**本文抜粋**

この記事の表紙に使わせていただいた写真はai(@lomcf8)さん、動画はまいえ(@maa060203)さんが撮影したものです。 使用を快諾してくださったaiさん、まいえさん、ありがとうございました。



 

 本当は8月下旬には公開するつもりで準備していたのですが、内容を一部変更したらずるずる遅くなってしまいました。熟成下書きです。

 2023年に現地で観戦した試合は、オープン戦やファームを入れて43試合。そのうち9試合は遠征でした。14勝26敗3分。観戦試合も遠征も勝ちも負けも、すべてキャリアハイ。いっぱい負けたけれど、楽しくて充実した1年でした。
 いっしょに試合を見たり、わいわい喋ったり、現地で仲良くなったり、SNSでやりとりしたりしてくれた方たち、ありがとうございます!

 今年カメラにおさめた大島さんを少しだけ貼って、2023年の大島洋平定点観測を終えようと思います。

 アスリートとしての心身の強さや考え方を知れば知るほど、尊敬の念が深まります。凄い人ですね、大島さん。本当に凄すぎる。
 来季も若手とガチンコ勝負して、軽々とスタメンをかっさらっていく姿を見たいな。

**抽出した行**
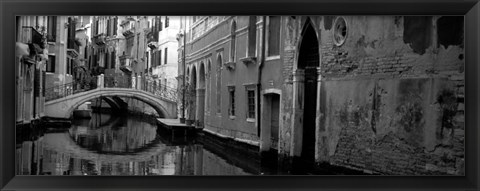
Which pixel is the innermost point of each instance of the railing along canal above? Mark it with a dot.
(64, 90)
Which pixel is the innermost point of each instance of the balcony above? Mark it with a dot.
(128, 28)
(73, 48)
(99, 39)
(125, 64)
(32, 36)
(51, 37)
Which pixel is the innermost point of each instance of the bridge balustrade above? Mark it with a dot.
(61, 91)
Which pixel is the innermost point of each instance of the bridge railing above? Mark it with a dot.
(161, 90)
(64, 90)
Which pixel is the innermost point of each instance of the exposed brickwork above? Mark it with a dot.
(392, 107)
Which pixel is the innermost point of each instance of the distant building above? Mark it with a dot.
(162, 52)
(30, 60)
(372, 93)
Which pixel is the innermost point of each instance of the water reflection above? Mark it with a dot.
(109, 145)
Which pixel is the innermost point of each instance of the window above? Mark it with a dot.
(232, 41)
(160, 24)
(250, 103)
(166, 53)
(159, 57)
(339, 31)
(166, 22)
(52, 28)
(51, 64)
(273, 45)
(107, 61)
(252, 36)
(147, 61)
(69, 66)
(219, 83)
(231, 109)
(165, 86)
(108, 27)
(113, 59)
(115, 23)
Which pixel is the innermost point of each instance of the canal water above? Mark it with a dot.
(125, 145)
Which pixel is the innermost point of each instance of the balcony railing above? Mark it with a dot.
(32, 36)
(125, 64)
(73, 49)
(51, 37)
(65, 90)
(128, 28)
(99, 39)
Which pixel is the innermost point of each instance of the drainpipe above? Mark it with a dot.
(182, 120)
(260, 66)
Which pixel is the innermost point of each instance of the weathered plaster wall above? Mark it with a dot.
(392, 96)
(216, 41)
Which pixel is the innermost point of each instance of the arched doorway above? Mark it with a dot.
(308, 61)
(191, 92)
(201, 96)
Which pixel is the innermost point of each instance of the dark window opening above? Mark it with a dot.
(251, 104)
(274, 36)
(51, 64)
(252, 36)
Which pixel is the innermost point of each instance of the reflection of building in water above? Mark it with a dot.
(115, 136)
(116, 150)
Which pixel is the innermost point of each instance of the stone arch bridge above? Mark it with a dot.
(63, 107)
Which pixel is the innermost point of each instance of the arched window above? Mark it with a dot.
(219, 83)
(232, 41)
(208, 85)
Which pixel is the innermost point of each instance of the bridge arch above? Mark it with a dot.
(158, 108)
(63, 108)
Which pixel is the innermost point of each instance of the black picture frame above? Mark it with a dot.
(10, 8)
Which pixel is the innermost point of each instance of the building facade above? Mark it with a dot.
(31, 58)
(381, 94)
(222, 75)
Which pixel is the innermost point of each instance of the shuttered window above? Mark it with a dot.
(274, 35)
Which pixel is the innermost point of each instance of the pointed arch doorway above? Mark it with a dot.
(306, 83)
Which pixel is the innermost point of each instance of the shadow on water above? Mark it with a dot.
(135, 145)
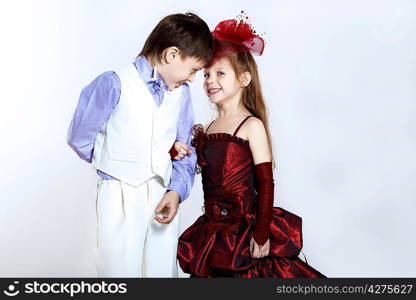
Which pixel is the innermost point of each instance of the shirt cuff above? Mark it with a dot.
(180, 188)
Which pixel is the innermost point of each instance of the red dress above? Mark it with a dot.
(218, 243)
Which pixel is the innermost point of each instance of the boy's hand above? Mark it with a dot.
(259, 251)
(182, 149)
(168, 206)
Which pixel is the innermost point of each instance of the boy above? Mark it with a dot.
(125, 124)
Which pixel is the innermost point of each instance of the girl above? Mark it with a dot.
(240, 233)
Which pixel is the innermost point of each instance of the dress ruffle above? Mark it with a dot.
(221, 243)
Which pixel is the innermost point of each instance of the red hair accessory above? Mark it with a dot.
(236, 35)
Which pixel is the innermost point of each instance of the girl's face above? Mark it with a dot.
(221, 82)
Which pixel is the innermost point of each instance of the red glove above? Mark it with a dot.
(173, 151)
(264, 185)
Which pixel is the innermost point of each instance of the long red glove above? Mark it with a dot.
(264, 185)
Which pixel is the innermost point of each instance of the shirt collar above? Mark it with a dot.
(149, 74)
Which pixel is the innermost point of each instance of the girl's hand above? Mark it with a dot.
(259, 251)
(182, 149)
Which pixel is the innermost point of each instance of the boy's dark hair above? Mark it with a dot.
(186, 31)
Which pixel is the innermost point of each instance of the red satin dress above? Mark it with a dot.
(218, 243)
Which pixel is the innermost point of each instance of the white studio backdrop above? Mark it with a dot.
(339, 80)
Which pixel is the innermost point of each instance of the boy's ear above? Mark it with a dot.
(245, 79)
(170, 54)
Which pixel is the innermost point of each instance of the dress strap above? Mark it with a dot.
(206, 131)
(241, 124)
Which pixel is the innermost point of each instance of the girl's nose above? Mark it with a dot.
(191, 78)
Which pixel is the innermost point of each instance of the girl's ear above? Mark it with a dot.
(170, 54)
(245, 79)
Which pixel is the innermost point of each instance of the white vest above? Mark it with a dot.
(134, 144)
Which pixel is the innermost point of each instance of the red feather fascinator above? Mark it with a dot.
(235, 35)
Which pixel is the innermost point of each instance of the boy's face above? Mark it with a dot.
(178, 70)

**練習問題**
**A)** 本文で「キャリアハイ」とされているものは何ですか。すべて挙げてください。
**B)** 本文を2文で要約するとどうなりますか。

**解答**
**A)** 観戦試合、遠征、勝ち、負け

**B)** 2023年、筆者はオープン戦やファームを含めて43試合を現地で観戦し、そのうち9試合が遠征、成績は14勝26敗3分で、観戦試合・遠征・勝ち・負けのいずれもキャリアハイでした。筆者は交流してくれた人たちに感謝し、大島洋平の写真を少し貼って2023年の定点観測を締めくくり、来季も若手と勝負してスタメンをかっさらう姿を見たいと述べています。